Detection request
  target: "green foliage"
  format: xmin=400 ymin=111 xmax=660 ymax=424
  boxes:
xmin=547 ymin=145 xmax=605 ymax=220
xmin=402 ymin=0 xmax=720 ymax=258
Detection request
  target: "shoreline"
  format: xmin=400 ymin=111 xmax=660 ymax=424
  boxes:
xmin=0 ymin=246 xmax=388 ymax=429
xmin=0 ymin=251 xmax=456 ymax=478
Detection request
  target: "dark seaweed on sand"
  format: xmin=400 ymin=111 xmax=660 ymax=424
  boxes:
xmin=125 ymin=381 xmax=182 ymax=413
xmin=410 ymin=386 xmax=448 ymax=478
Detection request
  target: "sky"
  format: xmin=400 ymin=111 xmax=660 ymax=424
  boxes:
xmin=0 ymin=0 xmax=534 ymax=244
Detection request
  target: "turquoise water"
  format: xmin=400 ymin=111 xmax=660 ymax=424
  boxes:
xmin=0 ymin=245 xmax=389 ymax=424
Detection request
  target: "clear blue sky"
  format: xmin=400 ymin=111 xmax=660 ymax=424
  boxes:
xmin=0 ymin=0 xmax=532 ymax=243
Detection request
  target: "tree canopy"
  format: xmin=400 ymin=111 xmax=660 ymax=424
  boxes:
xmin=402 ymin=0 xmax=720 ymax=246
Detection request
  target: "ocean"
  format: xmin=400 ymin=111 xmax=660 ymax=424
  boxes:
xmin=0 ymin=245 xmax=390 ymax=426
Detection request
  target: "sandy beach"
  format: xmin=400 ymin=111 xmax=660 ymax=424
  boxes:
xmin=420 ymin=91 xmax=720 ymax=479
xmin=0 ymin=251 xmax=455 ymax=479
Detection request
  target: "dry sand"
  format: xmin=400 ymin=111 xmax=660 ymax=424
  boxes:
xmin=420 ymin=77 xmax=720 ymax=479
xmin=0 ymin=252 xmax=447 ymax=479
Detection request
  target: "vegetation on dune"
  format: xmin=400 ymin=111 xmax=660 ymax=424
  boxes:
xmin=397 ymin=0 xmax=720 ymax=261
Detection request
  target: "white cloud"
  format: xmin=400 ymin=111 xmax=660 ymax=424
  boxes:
***
== THE PROBLEM ==
Starting from the beginning of the material above and going on through the line with "xmin=410 ymin=386 xmax=448 ymax=478", write every line out again in full. Add 67 to each bounding-box coordinate, but leave the format lines unchanged.

== TASK OUTPUT ==
Detection request
  target: "green foliage"
  format: xmin=400 ymin=111 xmax=660 ymax=424
  boxes:
xmin=614 ymin=212 xmax=672 ymax=287
xmin=469 ymin=67 xmax=787 ymax=325
Detection request
  target: "shoreline"
  format: xmin=400 ymin=111 xmax=660 ymax=424
  boxes:
xmin=67 ymin=313 xmax=455 ymax=496
xmin=67 ymin=318 xmax=523 ymax=545
Detection request
  target: "dark seaweed on sand"
  format: xmin=400 ymin=111 xmax=660 ymax=424
  boxes:
xmin=192 ymin=448 xmax=249 ymax=480
xmin=477 ymin=453 xmax=515 ymax=545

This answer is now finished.